Repeat the records. Keep every word and mark exactly as it is.

--- Record excerpts ---
────────────────

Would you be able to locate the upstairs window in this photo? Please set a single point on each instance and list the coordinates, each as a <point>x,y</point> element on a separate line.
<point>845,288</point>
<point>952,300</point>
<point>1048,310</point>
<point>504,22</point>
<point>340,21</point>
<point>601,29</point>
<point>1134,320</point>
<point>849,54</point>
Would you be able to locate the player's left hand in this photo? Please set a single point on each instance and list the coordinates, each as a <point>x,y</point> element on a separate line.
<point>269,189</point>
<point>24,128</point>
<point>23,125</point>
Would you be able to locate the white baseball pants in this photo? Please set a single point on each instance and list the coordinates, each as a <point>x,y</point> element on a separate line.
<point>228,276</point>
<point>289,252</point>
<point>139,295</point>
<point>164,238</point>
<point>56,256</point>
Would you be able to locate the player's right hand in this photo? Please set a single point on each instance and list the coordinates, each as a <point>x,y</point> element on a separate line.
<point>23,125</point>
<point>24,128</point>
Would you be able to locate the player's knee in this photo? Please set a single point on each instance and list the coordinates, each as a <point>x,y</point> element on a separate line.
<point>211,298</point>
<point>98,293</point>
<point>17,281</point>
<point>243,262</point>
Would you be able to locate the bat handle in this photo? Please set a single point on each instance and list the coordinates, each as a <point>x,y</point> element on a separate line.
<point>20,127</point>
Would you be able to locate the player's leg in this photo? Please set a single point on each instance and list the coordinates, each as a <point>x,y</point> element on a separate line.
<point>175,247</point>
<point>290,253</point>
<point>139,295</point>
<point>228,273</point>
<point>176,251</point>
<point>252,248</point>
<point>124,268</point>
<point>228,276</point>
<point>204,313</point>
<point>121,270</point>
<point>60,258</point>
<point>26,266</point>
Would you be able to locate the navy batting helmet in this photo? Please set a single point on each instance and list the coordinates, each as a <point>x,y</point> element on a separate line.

────────────────

--- Solution for this problem ---
Would you be able to locate the upstairs window in this photo? Please set a single point on each instance and list the coordinates, each as a <point>x,y</point> element on a separate line.
<point>845,288</point>
<point>952,300</point>
<point>1048,310</point>
<point>504,22</point>
<point>340,21</point>
<point>601,29</point>
<point>1134,320</point>
<point>849,54</point>
Would you be able to locate the player's left hand in this photo? Please set a single point on each instance and list the coordinates, each as a <point>x,y</point> element on a separate line.
<point>269,189</point>
<point>24,128</point>
<point>23,125</point>
Would you be able to locate the white baseball pants in this photo? Please set a single point on each instance and list the coordinates, each as a <point>x,y</point> element on a separate line.
<point>228,276</point>
<point>289,252</point>
<point>139,295</point>
<point>164,238</point>
<point>56,256</point>
Would you be able to locate the player's right hand in this photo? Please set a single point on each instance and list the coordinates, each as a <point>x,y</point> element on a separate line.
<point>23,125</point>
<point>24,128</point>
Would you be able to locate the player's knee in this photo? Please set a single point on each instance and list the coordinates, each as a <point>x,y</point> element on a separate line.
<point>211,298</point>
<point>98,293</point>
<point>17,281</point>
<point>243,262</point>
Would you be able to locate the bat handle in this photo? Please set a single point on each instance and list the coordinates, each as a <point>x,y</point> element on a separate line.
<point>20,127</point>
Would you be able to locate the player's leg in this photo? Please set a single point on each instance and list the coordinates, each as a <point>x,y</point> element on a separate line.
<point>175,247</point>
<point>290,253</point>
<point>139,295</point>
<point>228,273</point>
<point>176,251</point>
<point>252,248</point>
<point>124,268</point>
<point>228,276</point>
<point>204,313</point>
<point>121,270</point>
<point>60,258</point>
<point>26,266</point>
Would you be able to locate the navy batting helmet in this photo? Please set a single point on each instance and list the coordinates, each as a <point>x,y</point> element on a separate line.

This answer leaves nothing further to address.